--- OBJETIVO A ---
Reproduz palavra por palavra, do início ao fim, o texto sobre o barco que se desfez.

No meio da tempestade agarraste-te à única boia à vista. E deixaste-me afundar só:
Afundei tanto, tanto, que deu para te ver ao longe. E embora de baixo para cima, e embora de imagem turva do sal, agora vejo bem o rasto que deixámos para trás. O Barco desfez-se, mas a madeira flutua. Muito detrito, mas os bocados grandes estão intactos (ou pelo menos daqui parece)...
Vejo-te a nadar lá em cima, e sigo o teu caminho cá de baixo, no frio, para te apanhar se caires. Se perderes a tua boia que é cheia de ar.
Como desejava ver-te apanhar e reunir os bocados soltos que flutuam ao teu lado, ou pegares num deles e chorares uma lágrima. Ou junta-los ao peito e suspirares! Mas o teu nado mantêm-se, dás aos braços e às pernas e afugentas os pedaços para longe de ti. Para longe de mim. Nem olhas para trás. Ou para baixo.
Neste momento nado para cima, para o ar, para as ondas que levantas. Para respirar fundo, e sofrego por estar junto de ti. Junto da asneira que está à tona de àgua... tentar num último esforço juntar o que se afasta e recontruir o Barco.

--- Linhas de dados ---
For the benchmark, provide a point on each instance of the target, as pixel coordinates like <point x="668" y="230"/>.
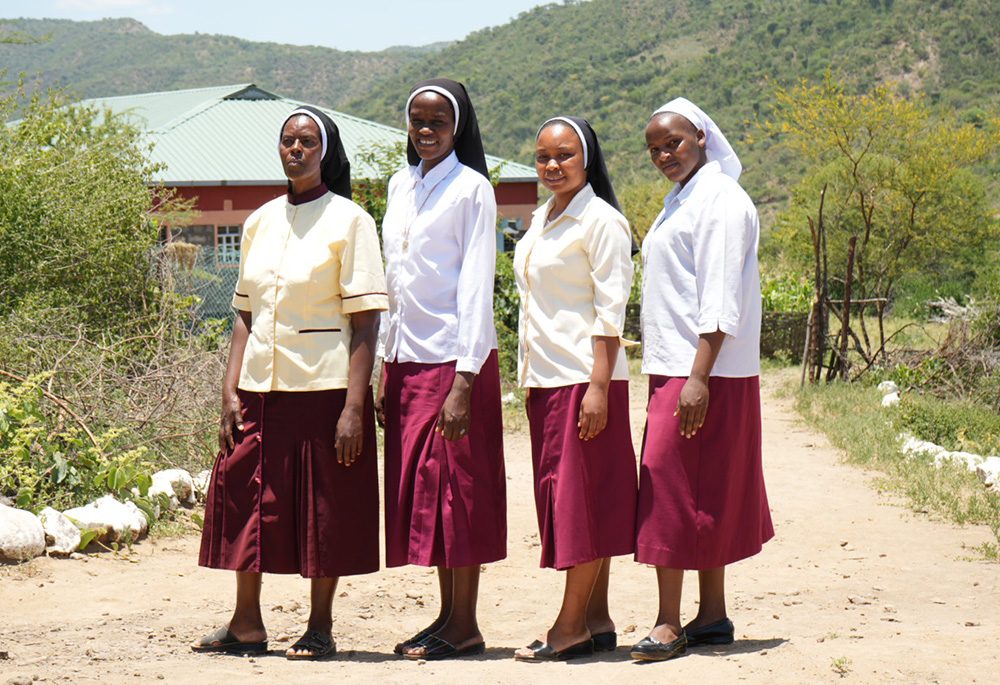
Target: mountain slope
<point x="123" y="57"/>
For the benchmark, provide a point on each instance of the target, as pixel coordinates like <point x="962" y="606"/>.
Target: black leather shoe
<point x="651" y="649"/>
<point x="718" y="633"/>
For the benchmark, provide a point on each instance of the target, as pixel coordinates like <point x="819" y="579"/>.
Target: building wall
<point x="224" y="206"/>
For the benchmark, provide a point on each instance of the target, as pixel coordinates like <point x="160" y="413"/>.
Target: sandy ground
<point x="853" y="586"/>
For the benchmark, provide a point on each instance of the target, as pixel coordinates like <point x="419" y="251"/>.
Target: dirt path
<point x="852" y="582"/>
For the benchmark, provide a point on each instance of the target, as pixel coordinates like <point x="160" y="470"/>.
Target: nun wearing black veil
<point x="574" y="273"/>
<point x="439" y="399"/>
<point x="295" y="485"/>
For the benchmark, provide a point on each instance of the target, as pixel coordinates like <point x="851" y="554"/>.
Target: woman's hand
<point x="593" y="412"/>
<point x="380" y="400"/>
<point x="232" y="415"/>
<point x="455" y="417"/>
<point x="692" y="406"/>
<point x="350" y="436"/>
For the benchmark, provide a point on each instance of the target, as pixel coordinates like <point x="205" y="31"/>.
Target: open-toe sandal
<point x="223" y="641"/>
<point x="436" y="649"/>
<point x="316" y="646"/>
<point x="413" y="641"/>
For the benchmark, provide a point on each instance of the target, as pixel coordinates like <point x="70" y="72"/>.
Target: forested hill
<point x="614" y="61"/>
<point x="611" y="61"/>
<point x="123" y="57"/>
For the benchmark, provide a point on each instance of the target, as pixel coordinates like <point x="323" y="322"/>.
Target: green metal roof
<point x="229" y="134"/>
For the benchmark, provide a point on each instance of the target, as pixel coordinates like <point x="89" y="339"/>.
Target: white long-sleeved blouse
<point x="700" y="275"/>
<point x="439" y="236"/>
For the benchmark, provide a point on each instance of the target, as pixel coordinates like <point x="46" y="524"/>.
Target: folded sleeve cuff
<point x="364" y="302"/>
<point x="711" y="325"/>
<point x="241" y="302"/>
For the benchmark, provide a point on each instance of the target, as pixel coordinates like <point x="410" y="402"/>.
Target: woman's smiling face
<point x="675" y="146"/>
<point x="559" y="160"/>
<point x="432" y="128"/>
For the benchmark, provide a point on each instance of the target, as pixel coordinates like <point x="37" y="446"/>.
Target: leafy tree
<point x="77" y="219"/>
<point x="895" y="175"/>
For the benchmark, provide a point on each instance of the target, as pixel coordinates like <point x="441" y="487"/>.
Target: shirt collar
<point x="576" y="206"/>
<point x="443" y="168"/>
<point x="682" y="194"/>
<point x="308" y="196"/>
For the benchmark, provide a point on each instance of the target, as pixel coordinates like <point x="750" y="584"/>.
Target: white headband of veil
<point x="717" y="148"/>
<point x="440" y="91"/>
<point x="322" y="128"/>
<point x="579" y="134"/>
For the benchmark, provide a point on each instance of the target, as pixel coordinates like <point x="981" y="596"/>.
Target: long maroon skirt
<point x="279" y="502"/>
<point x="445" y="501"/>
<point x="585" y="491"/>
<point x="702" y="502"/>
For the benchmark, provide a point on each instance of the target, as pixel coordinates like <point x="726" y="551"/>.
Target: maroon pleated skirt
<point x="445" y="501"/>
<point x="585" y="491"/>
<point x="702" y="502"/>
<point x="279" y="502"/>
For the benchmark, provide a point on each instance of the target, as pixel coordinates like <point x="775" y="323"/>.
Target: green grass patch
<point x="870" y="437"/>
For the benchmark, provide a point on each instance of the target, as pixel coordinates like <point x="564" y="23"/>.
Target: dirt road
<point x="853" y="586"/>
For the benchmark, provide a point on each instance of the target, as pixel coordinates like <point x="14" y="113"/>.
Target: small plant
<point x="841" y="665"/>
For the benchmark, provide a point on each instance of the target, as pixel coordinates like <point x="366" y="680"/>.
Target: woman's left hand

--- OBJETIVO B ---
Enumera cada linha das entradas em que aparece a palavra "woman".

--- RESPOSTA A ---
No meio da tempestade agarraste-te à única boia à vista. E deixaste-me afundar só:
Afundei tanto, tanto, que deu para te ver ao longe. E embora de baixo para cima, e embora de imagem turva do sal, agora vejo bem o rasto que deixámos para trás. O Barco desfez-se, mas a madeira flutua. Muito detrito, mas os bocados grandes estão intactos (ou pelo menos daqui parece)...
Vejo-te a nadar lá em cima, e sigo o teu caminho cá de baixo, no frio, para te apanhar se caires. Se perderes a tua boia que é cheia de ar.
Como desejava ver-te apanhar e reunir os bocados soltos que flutuam ao teu lado, ou pegares num deles e chorares uma lágrima. Ou junta-los ao peito e suspirares! Mas o teu nado mantêm-se, dás aos braços e às pernas e afugentas os pedaços para longe de ti. Para longe de mim. Nem olhas para trás. Ou para baixo.
Neste momento nado para cima, para o ar, para as ondas que levantas. Para respirar fundo, e sofrego por estar junto de ti. Junto da asneira que está à tona de àgua... tentar num último esforço juntar o que se afasta e recontruir o Barco.

--- RESPOSTA B ---
Target: woman's hand
Target: woman's smiling face
Target: woman's left hand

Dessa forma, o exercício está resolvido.